[Exercise goal]: From the entries below, extract each line that contains the word "wall" and list those lines in the order they appear.

======== Provided material ========

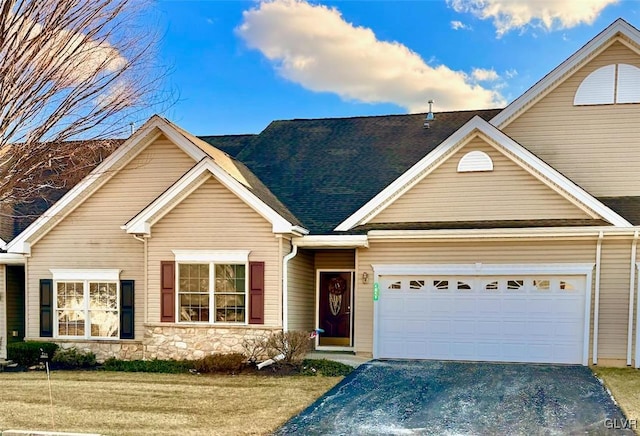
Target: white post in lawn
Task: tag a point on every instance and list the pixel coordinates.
(596, 309)
(632, 278)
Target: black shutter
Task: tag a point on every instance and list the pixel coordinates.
(167, 291)
(127, 299)
(46, 308)
(256, 292)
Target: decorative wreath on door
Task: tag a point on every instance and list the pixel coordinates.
(337, 288)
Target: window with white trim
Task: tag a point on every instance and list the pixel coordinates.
(87, 304)
(224, 284)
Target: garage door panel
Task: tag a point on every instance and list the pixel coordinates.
(517, 307)
(415, 327)
(515, 329)
(488, 306)
(440, 349)
(440, 305)
(463, 327)
(439, 327)
(488, 329)
(394, 306)
(502, 318)
(541, 330)
(491, 351)
(464, 350)
(568, 307)
(465, 306)
(416, 304)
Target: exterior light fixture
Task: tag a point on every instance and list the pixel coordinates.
(365, 278)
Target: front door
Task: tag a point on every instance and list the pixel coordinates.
(334, 308)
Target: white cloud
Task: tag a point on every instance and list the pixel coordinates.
(482, 75)
(313, 45)
(459, 25)
(510, 74)
(518, 14)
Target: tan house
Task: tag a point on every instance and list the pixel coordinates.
(496, 235)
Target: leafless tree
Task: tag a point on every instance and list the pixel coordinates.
(71, 72)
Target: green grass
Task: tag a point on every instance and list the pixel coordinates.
(624, 384)
(141, 403)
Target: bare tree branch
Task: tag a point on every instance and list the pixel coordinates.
(71, 72)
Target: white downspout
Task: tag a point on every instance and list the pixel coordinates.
(632, 277)
(144, 284)
(596, 309)
(285, 287)
(637, 356)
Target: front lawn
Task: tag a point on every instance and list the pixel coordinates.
(142, 403)
(624, 384)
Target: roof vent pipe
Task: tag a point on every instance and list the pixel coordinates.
(430, 116)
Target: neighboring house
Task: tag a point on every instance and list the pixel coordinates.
(494, 235)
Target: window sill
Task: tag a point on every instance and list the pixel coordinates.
(92, 340)
(210, 326)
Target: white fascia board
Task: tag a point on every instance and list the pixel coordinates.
(416, 173)
(533, 232)
(483, 269)
(158, 208)
(332, 241)
(569, 65)
(170, 198)
(12, 259)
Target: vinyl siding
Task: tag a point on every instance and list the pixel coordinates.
(302, 292)
(213, 218)
(335, 259)
(595, 146)
(506, 193)
(614, 298)
(90, 236)
(614, 285)
(15, 302)
(3, 314)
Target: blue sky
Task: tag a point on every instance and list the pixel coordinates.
(235, 66)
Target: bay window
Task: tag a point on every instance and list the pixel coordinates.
(212, 286)
(86, 304)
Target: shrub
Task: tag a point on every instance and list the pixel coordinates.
(73, 359)
(293, 344)
(324, 367)
(155, 365)
(254, 349)
(230, 363)
(28, 353)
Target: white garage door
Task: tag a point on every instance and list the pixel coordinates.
(482, 318)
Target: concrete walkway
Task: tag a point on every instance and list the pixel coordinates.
(440, 398)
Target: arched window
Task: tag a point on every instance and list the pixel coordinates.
(615, 83)
(475, 161)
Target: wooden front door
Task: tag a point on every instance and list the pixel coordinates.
(334, 310)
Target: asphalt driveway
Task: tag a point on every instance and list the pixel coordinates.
(430, 397)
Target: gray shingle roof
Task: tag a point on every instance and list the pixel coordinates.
(323, 170)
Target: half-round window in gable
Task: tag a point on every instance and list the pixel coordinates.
(610, 84)
(597, 88)
(475, 161)
(628, 84)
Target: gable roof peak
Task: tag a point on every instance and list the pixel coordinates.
(618, 28)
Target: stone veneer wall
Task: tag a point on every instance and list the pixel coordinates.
(126, 350)
(176, 341)
(173, 341)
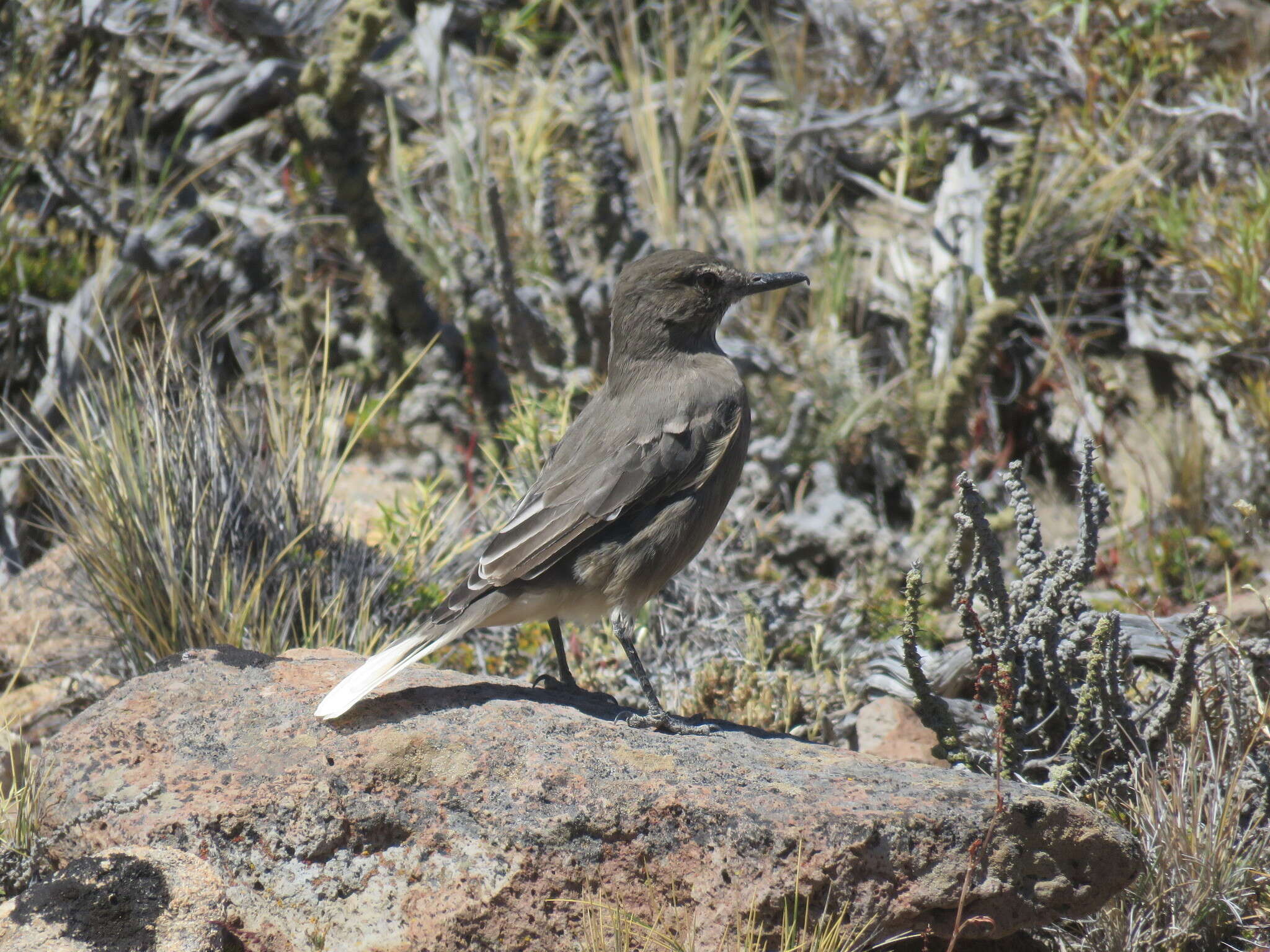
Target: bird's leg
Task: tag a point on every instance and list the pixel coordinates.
(657, 718)
(566, 682)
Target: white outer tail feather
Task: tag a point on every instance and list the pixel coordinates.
(383, 666)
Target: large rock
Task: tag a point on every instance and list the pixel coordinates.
(121, 901)
(451, 810)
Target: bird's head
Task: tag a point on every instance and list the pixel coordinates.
(676, 299)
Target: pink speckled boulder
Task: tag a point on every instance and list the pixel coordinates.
(448, 811)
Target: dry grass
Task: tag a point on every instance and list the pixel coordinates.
(201, 518)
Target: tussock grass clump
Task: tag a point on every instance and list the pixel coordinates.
(201, 518)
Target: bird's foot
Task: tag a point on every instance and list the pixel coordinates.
(571, 687)
(662, 721)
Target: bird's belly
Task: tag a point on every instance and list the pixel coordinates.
(573, 603)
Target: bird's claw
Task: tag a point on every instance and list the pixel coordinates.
(571, 687)
(664, 721)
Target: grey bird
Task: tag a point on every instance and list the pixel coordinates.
(629, 495)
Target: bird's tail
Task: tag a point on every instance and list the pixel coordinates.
(389, 663)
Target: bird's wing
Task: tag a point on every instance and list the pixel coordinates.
(577, 494)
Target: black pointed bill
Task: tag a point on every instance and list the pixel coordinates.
(761, 282)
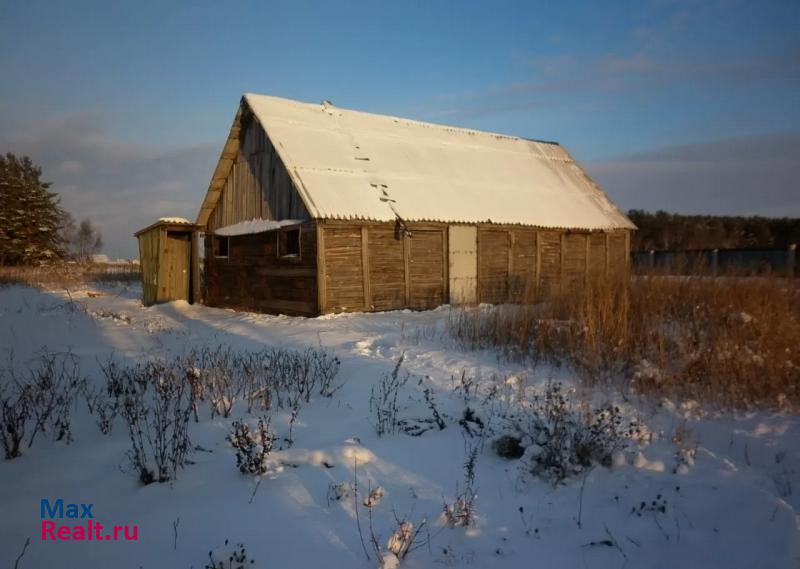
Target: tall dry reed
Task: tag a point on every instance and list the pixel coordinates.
(730, 341)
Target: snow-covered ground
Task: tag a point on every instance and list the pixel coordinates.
(735, 505)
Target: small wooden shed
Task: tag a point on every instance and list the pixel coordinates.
(315, 209)
(169, 260)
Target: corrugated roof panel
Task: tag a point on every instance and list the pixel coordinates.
(354, 165)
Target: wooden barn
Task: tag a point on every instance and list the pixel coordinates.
(315, 209)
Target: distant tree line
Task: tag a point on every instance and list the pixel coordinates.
(663, 231)
(34, 228)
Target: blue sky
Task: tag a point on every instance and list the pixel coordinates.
(126, 105)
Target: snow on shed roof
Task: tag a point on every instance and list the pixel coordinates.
(354, 165)
(254, 226)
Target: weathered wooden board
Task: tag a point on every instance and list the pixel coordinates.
(255, 277)
(257, 185)
(344, 276)
(463, 263)
(493, 254)
(574, 261)
(178, 250)
(427, 269)
(386, 268)
(550, 263)
(522, 266)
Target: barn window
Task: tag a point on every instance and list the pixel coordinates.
(220, 247)
(289, 243)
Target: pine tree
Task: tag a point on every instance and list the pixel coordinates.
(30, 215)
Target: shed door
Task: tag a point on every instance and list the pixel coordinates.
(179, 248)
(463, 263)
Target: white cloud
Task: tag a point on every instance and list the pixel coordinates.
(121, 186)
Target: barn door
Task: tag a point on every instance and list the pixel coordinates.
(179, 250)
(463, 264)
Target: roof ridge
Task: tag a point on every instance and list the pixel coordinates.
(325, 105)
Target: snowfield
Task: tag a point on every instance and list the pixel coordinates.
(693, 491)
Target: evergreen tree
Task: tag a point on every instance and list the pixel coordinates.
(30, 216)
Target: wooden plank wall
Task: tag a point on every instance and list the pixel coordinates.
(258, 185)
(427, 266)
(148, 258)
(386, 269)
(253, 277)
(549, 279)
(493, 255)
(525, 265)
(522, 265)
(344, 271)
(372, 267)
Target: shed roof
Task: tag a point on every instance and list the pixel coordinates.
(354, 165)
(172, 223)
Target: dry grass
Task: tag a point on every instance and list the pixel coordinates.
(728, 341)
(68, 274)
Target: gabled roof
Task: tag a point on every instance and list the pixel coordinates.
(353, 165)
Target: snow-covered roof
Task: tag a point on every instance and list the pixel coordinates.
(177, 220)
(353, 165)
(254, 226)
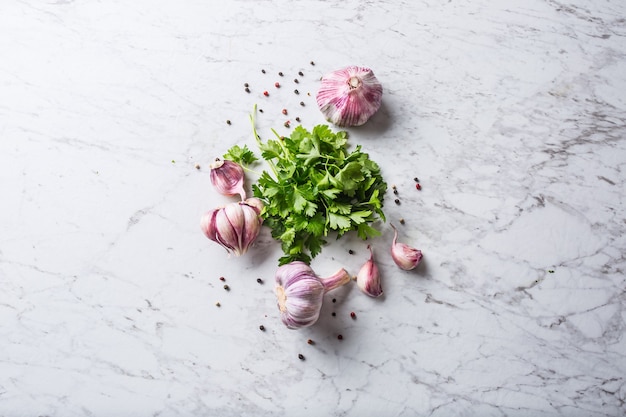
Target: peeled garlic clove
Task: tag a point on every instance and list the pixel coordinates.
(227, 177)
(349, 96)
(403, 255)
(235, 226)
(300, 293)
(368, 278)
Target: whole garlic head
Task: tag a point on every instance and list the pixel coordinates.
(349, 96)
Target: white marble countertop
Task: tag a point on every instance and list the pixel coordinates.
(512, 114)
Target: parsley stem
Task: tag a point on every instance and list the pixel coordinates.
(258, 141)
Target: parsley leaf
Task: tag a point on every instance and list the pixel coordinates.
(316, 187)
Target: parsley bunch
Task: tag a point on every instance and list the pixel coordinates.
(316, 187)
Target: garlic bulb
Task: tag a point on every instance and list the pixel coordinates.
(368, 278)
(234, 226)
(227, 176)
(403, 255)
(300, 293)
(349, 96)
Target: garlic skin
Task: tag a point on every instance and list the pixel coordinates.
(349, 96)
(234, 226)
(404, 256)
(227, 177)
(368, 278)
(300, 293)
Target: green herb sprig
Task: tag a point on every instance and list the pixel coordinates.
(316, 187)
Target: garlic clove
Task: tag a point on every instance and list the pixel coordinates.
(252, 226)
(349, 96)
(404, 256)
(235, 226)
(300, 293)
(368, 278)
(230, 224)
(227, 177)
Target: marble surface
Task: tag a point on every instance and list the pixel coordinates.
(512, 114)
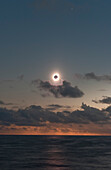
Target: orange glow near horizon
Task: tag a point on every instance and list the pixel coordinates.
(57, 129)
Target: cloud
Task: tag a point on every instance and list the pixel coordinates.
(105, 100)
(39, 117)
(64, 90)
(3, 103)
(93, 76)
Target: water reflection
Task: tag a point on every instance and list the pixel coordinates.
(56, 160)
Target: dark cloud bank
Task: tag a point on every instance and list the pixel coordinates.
(64, 90)
(105, 100)
(38, 116)
(92, 75)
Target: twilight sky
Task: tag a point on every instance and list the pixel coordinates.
(40, 37)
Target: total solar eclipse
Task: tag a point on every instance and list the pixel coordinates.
(56, 77)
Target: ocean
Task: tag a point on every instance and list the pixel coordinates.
(55, 152)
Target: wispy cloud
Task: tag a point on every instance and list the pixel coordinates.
(93, 76)
(64, 90)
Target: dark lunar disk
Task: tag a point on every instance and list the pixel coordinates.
(55, 76)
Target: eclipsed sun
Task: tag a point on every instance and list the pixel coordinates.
(56, 77)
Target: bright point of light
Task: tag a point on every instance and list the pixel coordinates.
(56, 77)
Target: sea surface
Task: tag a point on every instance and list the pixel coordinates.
(55, 152)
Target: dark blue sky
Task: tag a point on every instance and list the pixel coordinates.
(40, 37)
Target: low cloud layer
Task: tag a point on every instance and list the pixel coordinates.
(105, 100)
(38, 116)
(93, 76)
(3, 103)
(64, 90)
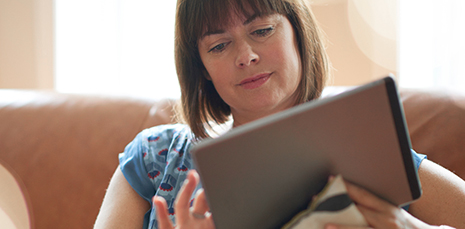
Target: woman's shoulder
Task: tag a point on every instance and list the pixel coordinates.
(165, 133)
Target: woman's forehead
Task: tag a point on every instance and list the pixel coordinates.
(217, 16)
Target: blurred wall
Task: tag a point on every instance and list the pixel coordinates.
(362, 38)
(26, 44)
(361, 34)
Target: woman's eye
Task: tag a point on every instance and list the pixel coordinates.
(218, 48)
(263, 32)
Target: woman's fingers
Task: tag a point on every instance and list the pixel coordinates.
(163, 218)
(200, 206)
(365, 198)
(182, 203)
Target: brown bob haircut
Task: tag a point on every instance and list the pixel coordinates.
(200, 102)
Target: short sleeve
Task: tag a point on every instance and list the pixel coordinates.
(133, 166)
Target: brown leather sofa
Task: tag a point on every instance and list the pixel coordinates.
(62, 149)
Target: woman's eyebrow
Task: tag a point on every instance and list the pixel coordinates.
(208, 33)
(220, 31)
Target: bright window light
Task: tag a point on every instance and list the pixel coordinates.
(123, 47)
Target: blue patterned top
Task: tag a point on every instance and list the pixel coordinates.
(156, 162)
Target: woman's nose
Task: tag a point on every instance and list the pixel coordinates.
(246, 55)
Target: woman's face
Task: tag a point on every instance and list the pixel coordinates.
(254, 65)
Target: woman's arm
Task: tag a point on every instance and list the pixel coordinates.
(442, 203)
(122, 207)
(443, 198)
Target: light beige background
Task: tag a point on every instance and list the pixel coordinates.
(361, 34)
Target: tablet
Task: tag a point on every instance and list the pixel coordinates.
(261, 174)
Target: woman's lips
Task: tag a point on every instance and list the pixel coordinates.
(255, 81)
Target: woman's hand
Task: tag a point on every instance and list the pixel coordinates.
(197, 216)
(379, 213)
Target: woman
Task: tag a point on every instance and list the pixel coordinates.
(244, 60)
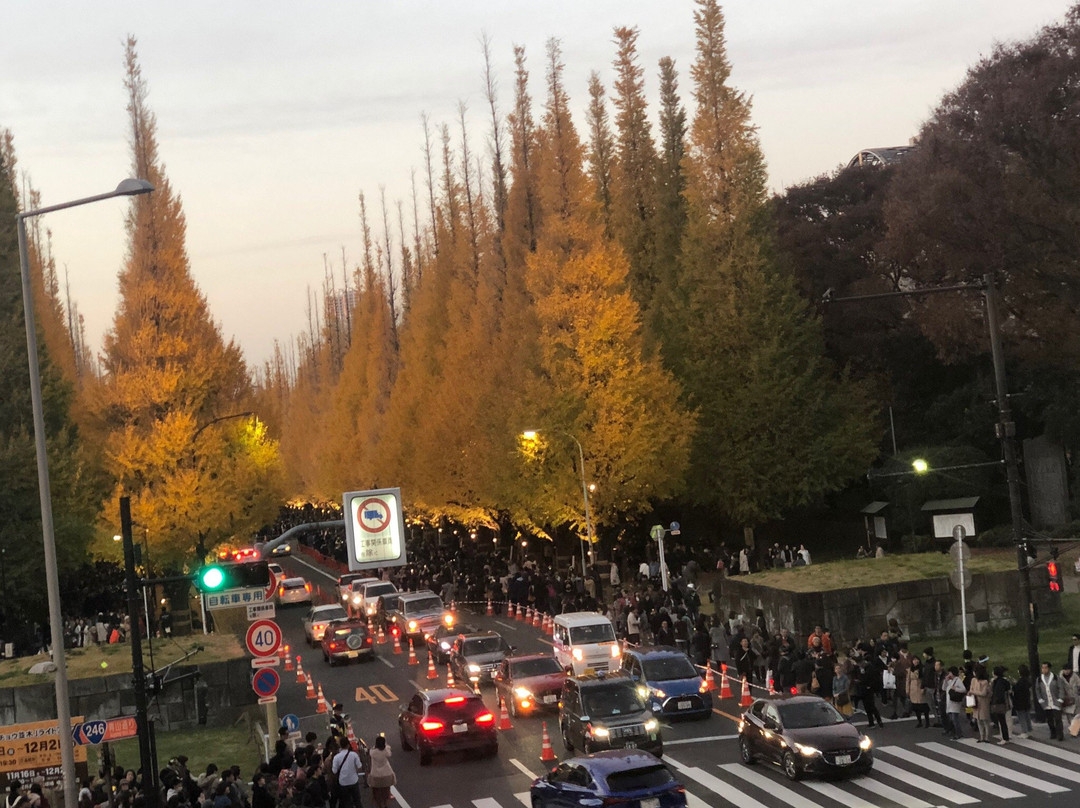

========

[Response for this exercise]:
Target: stone veneer wall
Target: wooden plank wall
Target: blurred wall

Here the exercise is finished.